══ Raw records ══

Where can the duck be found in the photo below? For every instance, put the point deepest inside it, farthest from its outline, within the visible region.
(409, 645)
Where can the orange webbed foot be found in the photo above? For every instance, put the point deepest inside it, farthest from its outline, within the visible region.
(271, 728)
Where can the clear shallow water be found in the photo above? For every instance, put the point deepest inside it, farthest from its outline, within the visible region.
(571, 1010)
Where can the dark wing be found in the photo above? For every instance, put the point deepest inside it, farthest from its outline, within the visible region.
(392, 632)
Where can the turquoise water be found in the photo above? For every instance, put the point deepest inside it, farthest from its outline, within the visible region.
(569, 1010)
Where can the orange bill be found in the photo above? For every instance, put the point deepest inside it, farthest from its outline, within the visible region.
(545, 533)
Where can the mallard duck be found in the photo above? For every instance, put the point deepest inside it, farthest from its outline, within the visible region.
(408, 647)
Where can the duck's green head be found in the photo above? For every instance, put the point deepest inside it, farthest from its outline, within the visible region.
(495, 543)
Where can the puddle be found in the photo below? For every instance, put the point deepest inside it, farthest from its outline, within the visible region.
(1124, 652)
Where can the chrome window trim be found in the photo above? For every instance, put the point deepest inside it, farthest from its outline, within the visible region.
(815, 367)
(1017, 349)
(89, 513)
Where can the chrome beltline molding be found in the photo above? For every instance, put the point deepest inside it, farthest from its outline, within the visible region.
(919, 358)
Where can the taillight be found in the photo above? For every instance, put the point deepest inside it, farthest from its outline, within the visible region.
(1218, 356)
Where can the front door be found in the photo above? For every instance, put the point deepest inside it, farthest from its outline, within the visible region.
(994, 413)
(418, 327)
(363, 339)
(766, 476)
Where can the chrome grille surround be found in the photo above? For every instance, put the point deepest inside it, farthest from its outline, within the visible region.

═══

◆ **What this task involves**
Retype all of the material above word for word, keeping every line in its original order.

◆ **Reply to the exercise**
Where can the duck be found in the photo below? For every instance, put the point deepest inside it, farthest from its outline, within the visible region.
(409, 645)
Where can the orange webbed foot be found in the photo above? For every instance, put the point deepest inside it, farthest from its outline, within the visible region.
(271, 728)
Where can the clear shallow water be found in the photo above? For every instance, put the point deepest inside it, farthest from its outline, within the visible region.
(571, 1010)
Where can the dark wing be found in the photo above? For every instance, put the point deepest inside it, farthest from its outline, within the visible region.
(392, 632)
Where can the turquoise water be found in the photo above? For every instance, put the point deepest inside it, farthest from its outline, within the visible region.
(569, 1010)
Where can the orange bill be found in the photo above? For every instance, put the point deepest inside it, farthest from its outline, within the visible region.
(545, 533)
Where can the mallard duck be found in the photo above? For every instance, put the point deepest inside it, farthest from its outline, within the visible region.
(408, 647)
Where can the duck's green head be found in the photo above? For every instance, put the point deepest inside it, farthest from its outline, within the visible region.
(495, 543)
Where can the puddle be found in the photo below? For every instance, put the point deepest inside it, farthest from its outline, within the visible region.
(1124, 652)
Where can the chrome window trim be found in the photo above? For every instance, put the point deepest inside it, farthest from its outline, within the visible region.
(815, 367)
(1017, 349)
(89, 513)
Where can the chrome beltline molding be found in the photo above? For every instance, put the point deepest inside it, farthest from its outline, within the visible region.
(919, 358)
Where can the taillight be found in the photo above? For every instance, put the point deepest inside it, farthest from its outline, within the visible region.
(1218, 356)
Where can the front door be found in the photo above? For every instance, put the point deepest inside it, farthest from its outline, within the visible region.
(994, 413)
(418, 327)
(363, 339)
(766, 476)
Where can the chrome grille surround be found in the photo above? For every instance, put the point deepest inside it, farthest from its outline, within the visible region.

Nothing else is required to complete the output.